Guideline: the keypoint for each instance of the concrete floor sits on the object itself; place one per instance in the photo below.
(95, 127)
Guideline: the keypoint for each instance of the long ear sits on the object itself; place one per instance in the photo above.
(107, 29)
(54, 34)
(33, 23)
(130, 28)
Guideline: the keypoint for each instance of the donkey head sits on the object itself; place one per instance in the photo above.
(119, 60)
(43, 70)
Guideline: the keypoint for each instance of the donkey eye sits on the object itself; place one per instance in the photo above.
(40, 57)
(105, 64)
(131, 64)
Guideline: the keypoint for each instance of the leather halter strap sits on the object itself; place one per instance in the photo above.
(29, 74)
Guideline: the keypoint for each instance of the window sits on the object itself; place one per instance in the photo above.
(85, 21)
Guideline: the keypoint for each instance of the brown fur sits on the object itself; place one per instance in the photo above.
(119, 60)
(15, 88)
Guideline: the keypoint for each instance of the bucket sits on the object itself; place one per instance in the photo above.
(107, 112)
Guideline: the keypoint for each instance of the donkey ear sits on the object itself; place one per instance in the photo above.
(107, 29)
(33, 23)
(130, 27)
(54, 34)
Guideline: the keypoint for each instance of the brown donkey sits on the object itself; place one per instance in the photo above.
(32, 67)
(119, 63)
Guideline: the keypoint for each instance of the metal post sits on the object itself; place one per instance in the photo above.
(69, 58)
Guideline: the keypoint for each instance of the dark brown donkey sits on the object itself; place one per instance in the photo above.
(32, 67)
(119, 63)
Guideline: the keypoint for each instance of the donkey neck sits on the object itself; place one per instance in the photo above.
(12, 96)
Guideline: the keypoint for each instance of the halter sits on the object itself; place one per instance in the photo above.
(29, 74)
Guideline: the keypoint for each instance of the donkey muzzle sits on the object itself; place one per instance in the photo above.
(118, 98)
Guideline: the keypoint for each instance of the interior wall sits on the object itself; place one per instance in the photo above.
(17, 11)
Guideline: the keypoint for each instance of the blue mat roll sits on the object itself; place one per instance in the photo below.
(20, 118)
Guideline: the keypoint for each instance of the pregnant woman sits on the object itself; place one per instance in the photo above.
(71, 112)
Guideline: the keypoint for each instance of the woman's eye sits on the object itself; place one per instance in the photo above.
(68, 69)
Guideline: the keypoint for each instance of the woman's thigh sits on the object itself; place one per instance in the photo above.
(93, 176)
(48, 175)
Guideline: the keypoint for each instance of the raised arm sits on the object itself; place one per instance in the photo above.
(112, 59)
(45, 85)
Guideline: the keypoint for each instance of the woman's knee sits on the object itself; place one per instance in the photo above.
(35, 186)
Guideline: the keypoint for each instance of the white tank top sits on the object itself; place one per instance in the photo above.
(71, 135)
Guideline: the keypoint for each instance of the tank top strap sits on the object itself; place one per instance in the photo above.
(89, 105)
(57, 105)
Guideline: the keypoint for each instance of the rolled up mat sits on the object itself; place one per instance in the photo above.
****************
| What this task involves |
Copy out all the items above, swapping each "keypoint" for "marker" and changing nothing else.

| Response to this exercise |
Guideline: the marker for each instance of the concrete floor sits on the object itself; place one per instance in the photo below.
(95, 127)
Guideline: the marker for each instance of the long ear sits on the object itself; place one per instance in the photo above.
(107, 29)
(54, 34)
(33, 23)
(130, 28)
Guideline: the marker for each instance of the donkey head sits on the object itself; place one per instance in the photo above.
(119, 60)
(43, 70)
Guideline: the marker for each instance of the donkey eye sits on the object itself; place one per instance in the photo above.
(40, 57)
(105, 64)
(131, 64)
Guideline: the marker for each instance of the leather halter strap sits on the object itself; place one per instance in the photo above.
(29, 74)
Guideline: the marker for each instance of the window sits on the object itself; place one per instance in the photo above.
(85, 21)
Guideline: the marker for each instance of the brown fur sits on the object itself; place one per instance in the photo above.
(119, 60)
(15, 88)
Guideline: the marker for each instance of the bucket sits on the object itself; place one per instance in the photo above.
(107, 112)
Guideline: the marker for each instance of the donkey ear sits on the object itself; place one per instance in the photo above.
(107, 29)
(33, 23)
(130, 27)
(54, 34)
Guideline: the marker for each instance of the brown donkey sits on the object itself; place one per instance in the photo above.
(32, 67)
(119, 63)
Guideline: the marker for each instance of the metal post sits on the object itself; place one per instance in the photo above.
(69, 58)
Guideline: the marker for each instance of the dark brown donkey sits on the object itself; place one per instance in the photo above.
(32, 67)
(119, 63)
Guideline: the marker for each instance of the donkey neck sits on the object itself; place one per instance in the photo above.
(12, 96)
Guideline: the marker for each instance of the halter sits on the object itself; place one per instance in the photo above.
(29, 74)
Guideline: the marker for each instance of the donkey muzzle sits on the object itself; place one per instance in the photo above.
(118, 98)
Guideline: the marker for each instance of the interior wall sits on the object itself; place one per instance in the photo above.
(17, 11)
Guideline: the marker for each instance of the blue mat roll sits on the object itself; place one per instance in the photo below.
(20, 118)
Guideline: the marker for each instance of the pregnant woman sits on the object itself; place one per instance in the photo above.
(71, 112)
Guideline: the marker for each instance of the woman's eye sits on the object itself; place one per instance in the photo above.
(68, 69)
Guideline: the marker for each instance of the woman's thigh sits on the object itself; place one per instance in the photo above.
(93, 176)
(48, 175)
Guideline: the marker for each instance of the raised arm sits on the object itself; place one per instance in the photo above.
(112, 59)
(45, 85)
Guideline: the marker for each instance of the woman's knee sits on the object itself; place one per instance in the photo above.
(35, 186)
Guideline: the marker for each instance of the white tank top sits on the object itself; place one per instance in the photo above.
(71, 135)
Guideline: the marker for each instance of the tank top strap sits on the object itself; place one per instance in the photo above.
(89, 105)
(57, 105)
Guideline: the marker for each instance of the rolled up mat sits on the object itself; place one per instance in the photo above.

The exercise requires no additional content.